• Document excerpt
=== Section Start ===

I wore my Sun's out guns out sweater quite a bit. I did wild and crazy things in it, like drink a lot of beer and pass out. Sometimes I mixed things up. I drank beer, ordered pizza, and then passed out. I had plans to pass along this sweater to my favorite underclassman when it came time for my bequests. Unfortunately, when it came time for my bequests, I couldn't find the sweater. At some juncture in the moving shuffle, I left it in my room at my parents' house. It's still there, unless my mom found it and has started putting it to use. Email thehonestbro@gmail.com if you want it.

What's the point of the story? Everyone already knows I'm a loser. So what the hell? I get bored of watching TV after work. Why not give a blog a try? I have an image of a place where I put my opinions and my friends read the posts and comment on what they think. Or just make fun of me. I don't know if that will happen. But I'm hoping to at least get more hits than my roommate's blog. Failing that, I'll publicly air all my complaints about living with him.

4. How can I, the reader, get involved?

There are a few ways:
1. Follow the blog (see link at right).
2. Comment on the posts. I'll take anything.
3. Email me with questions you would like to see me write about. Anticipating the massive response, I've set up a gmail account for emails: thehonestbro@gmail.com.
4. Extra credit: email me a guest column of any length about anything. I'll post it. I have no standards.

5. Who has the best set of teeth you've ever seen?

Cardinals wideout Larry Fitzgerald.

One more superlative: Best self-esteem builder: Lil' Mama from America's Best Dance Crew. Lil' Mama has a way of delivering praise such that you know it comes straight from the heart. And she's anything but stingy with compliments. If only she'd reviewed some of David Foster Wallace's work, we'd still have the best author of our generation (a third superlative, I admit).

Thursday, January 22, 2009

Answer honestly: would you prefer...to have your dream house in the Arctic or be homeless living on the beach?

This is an easy one. The dream house in the Arctic. Hell, you could put a beach in your dream house and pretend to be a homeless person living on that beach.

=== Section End ===

(Image-backed grounding data)
=== Section Start ===

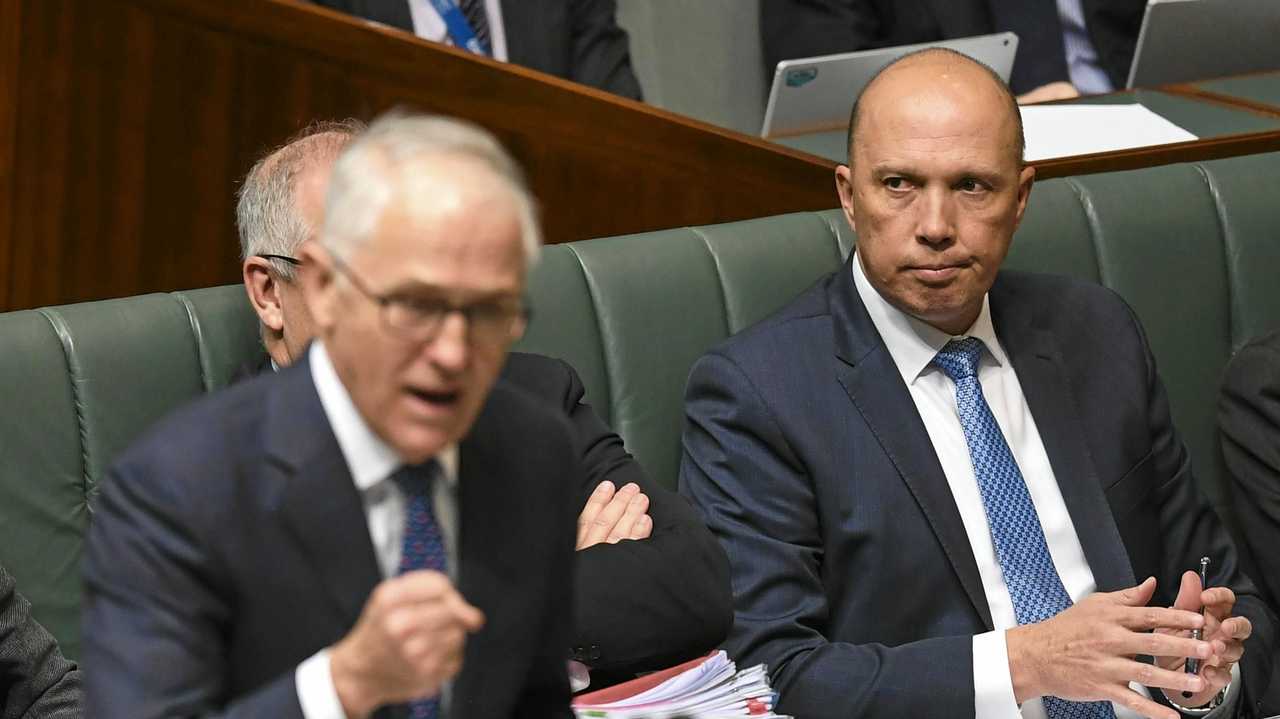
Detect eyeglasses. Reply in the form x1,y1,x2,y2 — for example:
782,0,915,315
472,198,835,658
255,255,302,267
330,255,530,344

=== Section End ===

• Study questions
[1] List every way the blog post gives for a reader to get involved.
[2] Pick up the blog post after its last sentence and carry it on.

• Answers
[1]
1. Follow the blog.
2. Comment on the posts.
3. Email questions you would like to see written about.
4. Email a guest column of any length about anything.

[2]
Think of the possibilities. Remember the ice castle from "Die Another Day"? (Aside: if you answered no to the previous question, you are missing out on the finest of the Bond franchise. Not since the days of Timothy Dalton has arrogance and misogyny met such an utterly outlandish plot. The only shame is that Pierce is overshadowed in his finale by freakish villain Graves, the North Korean dictator's son, who undergoes gene therapy to become a WASP wine-swirling, hair-slicked-back, black-turtleneck-wearing fencing specialist. For me, the apex of the movie comes in what I consider a modern interpretation of the Luke-I-am-your-Father scene: Graves' father (good solid North Korean last name) claims he no longer recognizes his son, forcing Graves to make the painfully difficult decision to electrocute his "father" with his metal glove/wrist guard that harnesses the sun's power, a decision so painful that the sheer agony of following through with the choice - one necessary to futher his pursuit of world domination/destruction - sends a burst of remorse through his semi-human nervous system and causes Graves to turn away suddenly and turn his eyes upward (toward the sun that is now under the control of Graves's wrist guard-turned-patrocidal-weapon). I don't know what literary or artistic term explains why this moment is so poignant.) Combine that ice castle with the emperor penguin exhibit at the Boston Aquarium, and you have the coolest anteroom/deck imaginable. That's before you take a heated Gotham-City-before-the-crime-scourge monorail to the center of your personal Wayne Tower. You get the idea.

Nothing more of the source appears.